### [Task A]
List every distinct dollar amount that appears in the comment thread about tips and minimum wage, in the order each first appears.
### [Task B]
Write the next reply in the comment thread about tips, overtime pay, and minimum wage, picking up after its final comment.
━━ Text section
No deal. Both tips and overtime pay are compensation for services, and should be includible in gross income.
Prepare to hear a bunch of claptrap about "livable wages." On this libertarian site that calls itself "reason."
Why would people living be a priority of society, after all?
Someone in this thread said that the point of taxes is for people to have less money. Too bad that people need money to live, huh?
They need some money.
People don't need society to live. They use society to make living easier - because society offers mutual benefit exchange.
But that's not what's being discussed here. What's being discussed here is people thinking they're entitled to more than what they're actually worth.
What third world country are you a "tax lawyer" in? The minimum wage is $21 and hour, or just over $43,000 a year for a waiter. The recommended low-range tip "suggestion" in almost all restaurants is now starting at 18% of the bill. So the person who filled your water glass is going to make considerable income on tips if people just check the first box in the 3 box suggestion list. And that's at a mid-rage restaurant. Now that a steak in a decent restaurant starts at around $45 and can go as high as $125 (for the higher end restaurant), imagine a party of four anywhere in that range, now add appetizers and cocktails, and it's hard for a party of four to get out of a "mid range" restaurant for less than $200.
What's your point? Waitstaff also have to work the much less busy hours that are not the dinner rush, even though there are usually fewer of them on duty then. This brings down their per-hour average considerably.
What's your point? The kid working the counter at the printing shop gets $21 an hour and NO tips, no matter WHEN his shift is? Boo-fuckity-hoo they only get $50k a year because they worked a slow shift.
That particular minimum wage is just Seattle, you know that, right? At least, for the sake of people in Spokane I sure hope they didn't manage to impose that lunacy state wide...
What third world country are you a "tax lawyer" in? The minimum wage is $21 and hour, or just over $43,000 a year for a waiter.
I think that particular third world country would be "The United States of America", where the federal minimum wage is only $7.25 an hour.
What is this "overtime pay" I hear talk of? 😉
It's an incentive to hire illegal aliens.
━━━━
━━ Material supplied
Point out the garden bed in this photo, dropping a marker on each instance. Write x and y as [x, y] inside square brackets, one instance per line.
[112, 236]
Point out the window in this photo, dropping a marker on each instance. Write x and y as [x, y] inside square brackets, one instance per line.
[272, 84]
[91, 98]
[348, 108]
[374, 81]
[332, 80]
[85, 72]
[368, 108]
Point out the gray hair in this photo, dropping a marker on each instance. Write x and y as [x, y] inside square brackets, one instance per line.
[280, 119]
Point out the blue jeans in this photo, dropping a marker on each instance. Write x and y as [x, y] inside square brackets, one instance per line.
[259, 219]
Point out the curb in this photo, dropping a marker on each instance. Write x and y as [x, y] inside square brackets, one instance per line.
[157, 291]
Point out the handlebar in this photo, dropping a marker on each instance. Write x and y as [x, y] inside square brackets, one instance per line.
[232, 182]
━━━━
━━ Material supplied
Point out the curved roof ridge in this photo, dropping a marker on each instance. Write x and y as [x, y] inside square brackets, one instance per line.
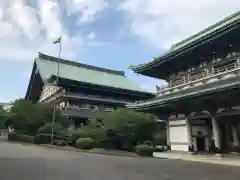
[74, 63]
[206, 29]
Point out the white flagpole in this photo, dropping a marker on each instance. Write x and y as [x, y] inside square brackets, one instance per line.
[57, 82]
━━━━
### [Written answer A]
$21, $43,000, $45, $125, $200, $50k, $7.25

### [Written answer B]
So... speaking as someone who has a vested interest in keeping the status quo and/or increasing the complexity and depravity of the tax code. Got it.
First, the IRS doesn't as a rule go chasing after pennies, but they do pick them up when they see them. servers get audited when their boss is a crook and steals from the gov't[and probably them], the business gets audited and everyone in it gets audited.
Most of the concerns are already covered by the personal exemption.
>especially in Las Vegas. Casino hosts, doormen, bottle girls, strippers, and sex workers can make multiple six figures in tipped income and enjoy a high standard of living. So if you were class-warfare-minded, the unintended consequence of this is that it will make some already-rich people richer. (But I don't think we care about that—good for them!)
I think most people still would not consider bottle girls, strippers, and doormen to be 'rich' - we're ok here.
However, consider if we want to provide incentives for more women to enter into sex work. I know, I know, ENB reads this and she'll blow a fuse but consider that widespread sex work might actually not be a good thing?
Certainly, if it becomes more widespread, it will drive the price down.
("Heh heh. Heh heh. He said 'widespread' while talking about sex workers. Heh heh.")
sex workers can make multiple six figures in tipped income
What did the leper say to the prostitute?
Keep the tip.
Ugh. THAT is the leper's bell of the approaching looter fer shoor.
When a smaller gubmint taxes a larger one, THEN the power to tax is the power to destroy.